(Data lines):
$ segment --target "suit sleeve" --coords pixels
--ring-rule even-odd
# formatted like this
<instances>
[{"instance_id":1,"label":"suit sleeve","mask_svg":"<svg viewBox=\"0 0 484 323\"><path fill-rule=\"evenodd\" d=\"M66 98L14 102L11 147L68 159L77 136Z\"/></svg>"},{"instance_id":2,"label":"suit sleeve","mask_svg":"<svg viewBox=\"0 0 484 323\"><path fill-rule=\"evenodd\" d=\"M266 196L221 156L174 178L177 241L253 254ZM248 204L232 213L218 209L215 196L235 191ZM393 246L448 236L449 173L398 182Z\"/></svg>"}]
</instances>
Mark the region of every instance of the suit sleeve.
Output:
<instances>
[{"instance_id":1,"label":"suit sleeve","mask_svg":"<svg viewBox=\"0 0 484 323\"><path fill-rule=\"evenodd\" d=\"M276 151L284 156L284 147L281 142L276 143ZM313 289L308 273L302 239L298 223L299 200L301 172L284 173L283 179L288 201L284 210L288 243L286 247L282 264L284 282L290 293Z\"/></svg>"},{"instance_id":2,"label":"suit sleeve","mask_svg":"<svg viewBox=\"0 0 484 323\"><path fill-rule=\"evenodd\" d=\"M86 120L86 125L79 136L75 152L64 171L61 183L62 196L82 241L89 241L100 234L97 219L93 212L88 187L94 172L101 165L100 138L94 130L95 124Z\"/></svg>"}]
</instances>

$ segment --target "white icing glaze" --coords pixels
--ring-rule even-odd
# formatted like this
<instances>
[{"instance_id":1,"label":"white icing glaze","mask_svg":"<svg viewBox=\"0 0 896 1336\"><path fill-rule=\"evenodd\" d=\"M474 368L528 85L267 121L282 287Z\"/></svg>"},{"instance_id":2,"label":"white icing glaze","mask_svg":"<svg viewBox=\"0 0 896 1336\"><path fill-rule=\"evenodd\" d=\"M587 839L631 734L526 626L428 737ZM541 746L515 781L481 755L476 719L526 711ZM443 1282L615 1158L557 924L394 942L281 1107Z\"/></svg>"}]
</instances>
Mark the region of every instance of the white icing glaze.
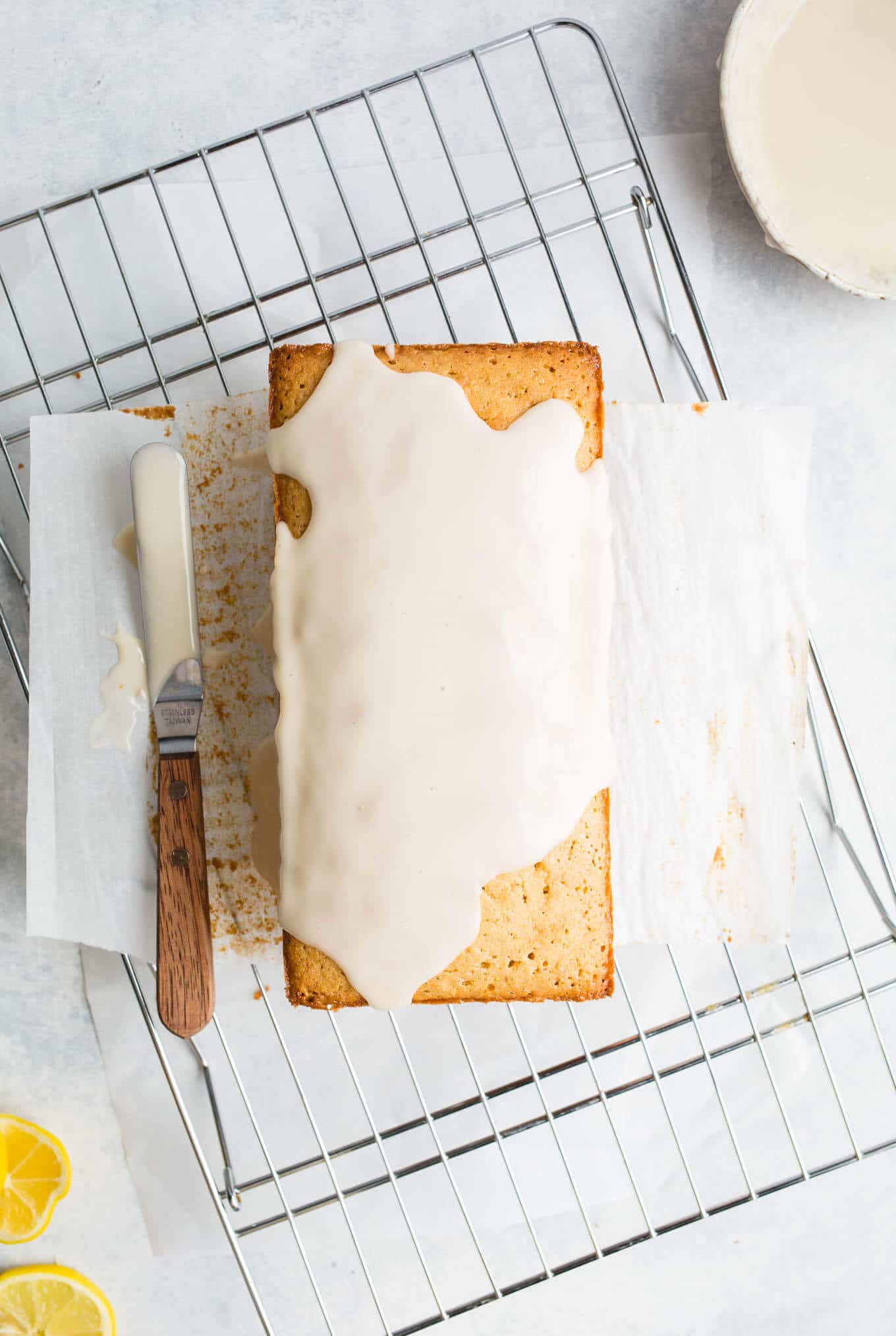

(Problem): Pull out each line above that contains the word "segment".

(Exercise solution):
$ segment --target "suit sleeve" --coords pixels
$ segment --target "white icing glaze" --coords pixels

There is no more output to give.